**PROVIDED PASSAGE:**
=== Begin Enclosure ===

The first chapter of this dissertation replicates, re-specifies, and re-estimates Cardon and Hendel's 2001 RAND Journal of Economics article "Asymmetric Information in Health Insurance: Evidence from the National Medical Expenditure Survey." This article presented the first structural model to study adverse selection in the health insurance market—finding no evidence of informational asymmetries. I demonstrate, however, that after normalizing residual income, correcting an inconsistency in the construction of a health good, and accounting for corner solutions of the maximization problem, asymmetric information in fact exists in the health insurance market studied.

The second chapter examines whether hospitals strategically choose to vertically integrate with physicians in order to capture facility fees. To address this question, I match data on hospitals' ownership of clinical oncologist practices with Medicare payment data disaggregated to the physician and specific service level. I leverage a 2014 policy change that drastically altered the payment structure of Medicare's facility fees paid to hospitals for evaluation and management services—and yet, it did not alter the direct payments made to physicians. Contrary to popular belief, I find no evidence that the financial incentives of facility fees have an effect on the probability that a hospital and clinical oncologist vertically integrate.

=== End Enclosure ===

**EXERCISE AIM:**
Reproduce word for word the part of the dissertation summary starting at "The first chapter" and ending at "insurance market studied.".

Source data
=== Begin Enclosure ===

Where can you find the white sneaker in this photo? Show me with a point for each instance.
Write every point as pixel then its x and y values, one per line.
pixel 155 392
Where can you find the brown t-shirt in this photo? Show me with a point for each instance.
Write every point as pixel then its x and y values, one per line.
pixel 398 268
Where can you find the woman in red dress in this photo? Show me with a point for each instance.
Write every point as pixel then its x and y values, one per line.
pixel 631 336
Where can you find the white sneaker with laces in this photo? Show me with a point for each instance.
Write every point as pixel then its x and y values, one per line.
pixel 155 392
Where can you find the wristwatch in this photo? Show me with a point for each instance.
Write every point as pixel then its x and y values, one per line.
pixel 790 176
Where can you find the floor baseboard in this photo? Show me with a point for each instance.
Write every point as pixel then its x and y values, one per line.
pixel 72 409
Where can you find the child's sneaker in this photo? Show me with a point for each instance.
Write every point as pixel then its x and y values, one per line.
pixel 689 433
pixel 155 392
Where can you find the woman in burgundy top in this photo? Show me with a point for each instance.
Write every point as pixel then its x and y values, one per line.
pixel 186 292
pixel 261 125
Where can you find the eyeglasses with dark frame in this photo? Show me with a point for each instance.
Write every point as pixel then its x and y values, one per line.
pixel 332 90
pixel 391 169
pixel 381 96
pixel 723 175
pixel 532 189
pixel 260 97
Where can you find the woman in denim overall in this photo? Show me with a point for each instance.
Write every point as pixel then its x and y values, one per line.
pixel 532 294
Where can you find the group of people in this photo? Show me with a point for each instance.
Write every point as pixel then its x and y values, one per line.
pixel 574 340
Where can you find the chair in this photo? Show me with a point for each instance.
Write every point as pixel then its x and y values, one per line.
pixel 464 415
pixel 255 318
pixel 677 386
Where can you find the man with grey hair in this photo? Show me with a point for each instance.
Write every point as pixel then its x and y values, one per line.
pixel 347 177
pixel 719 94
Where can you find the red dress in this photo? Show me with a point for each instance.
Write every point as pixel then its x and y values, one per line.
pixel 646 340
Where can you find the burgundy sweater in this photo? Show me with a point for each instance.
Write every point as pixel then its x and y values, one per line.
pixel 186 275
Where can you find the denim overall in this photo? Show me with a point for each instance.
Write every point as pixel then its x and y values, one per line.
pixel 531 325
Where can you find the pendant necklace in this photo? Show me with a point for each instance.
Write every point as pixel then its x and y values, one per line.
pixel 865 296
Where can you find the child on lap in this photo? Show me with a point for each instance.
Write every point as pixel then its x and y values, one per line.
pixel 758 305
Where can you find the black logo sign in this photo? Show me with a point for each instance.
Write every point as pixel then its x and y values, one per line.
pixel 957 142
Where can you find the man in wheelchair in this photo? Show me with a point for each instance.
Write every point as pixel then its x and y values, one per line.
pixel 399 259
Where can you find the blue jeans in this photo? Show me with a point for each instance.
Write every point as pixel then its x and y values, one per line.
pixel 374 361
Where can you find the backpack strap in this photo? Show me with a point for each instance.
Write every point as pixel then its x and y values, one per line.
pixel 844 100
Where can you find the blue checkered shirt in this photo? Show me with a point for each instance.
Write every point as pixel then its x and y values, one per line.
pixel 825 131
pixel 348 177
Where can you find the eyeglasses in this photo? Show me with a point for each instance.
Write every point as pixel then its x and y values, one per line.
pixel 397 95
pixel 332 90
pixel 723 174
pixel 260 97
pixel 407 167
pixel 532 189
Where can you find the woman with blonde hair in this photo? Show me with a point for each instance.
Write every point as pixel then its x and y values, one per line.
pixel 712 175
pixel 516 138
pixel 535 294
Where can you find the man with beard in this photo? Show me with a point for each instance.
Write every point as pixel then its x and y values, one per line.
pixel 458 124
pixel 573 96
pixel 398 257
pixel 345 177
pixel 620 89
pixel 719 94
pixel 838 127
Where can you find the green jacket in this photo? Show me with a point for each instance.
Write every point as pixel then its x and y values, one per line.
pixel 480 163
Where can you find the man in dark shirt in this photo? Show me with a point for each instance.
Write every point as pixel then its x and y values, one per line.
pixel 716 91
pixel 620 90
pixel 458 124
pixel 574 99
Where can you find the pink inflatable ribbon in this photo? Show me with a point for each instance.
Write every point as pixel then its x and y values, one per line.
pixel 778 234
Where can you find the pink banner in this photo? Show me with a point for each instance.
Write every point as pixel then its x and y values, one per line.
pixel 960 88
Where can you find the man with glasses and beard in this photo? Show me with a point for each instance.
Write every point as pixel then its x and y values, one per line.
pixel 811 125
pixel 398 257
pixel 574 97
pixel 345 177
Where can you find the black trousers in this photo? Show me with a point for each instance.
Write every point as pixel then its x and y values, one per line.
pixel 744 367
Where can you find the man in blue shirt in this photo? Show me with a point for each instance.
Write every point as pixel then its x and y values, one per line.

=== End Enclosure ===

**WRITTEN SOLUTION:**
The first chapter of this dissertation replicates, re-specifies, and re-estimates Cardon and Hendel's 2001 RAND Journal of Economics article "Asymmetric Information in Health Insurance: Evidence from the National Medical Expenditure Survey." This article presented the first structural model to study adverse selection in the health insurance market—finding no evidence of informational asymmetries. I demonstrate, however, that after normalizing residual income, correcting an inconsistency in the construction of a health good, and accounting for corner solutions of the maximization problem, asymmetric information in fact exists in the health insurance market studied.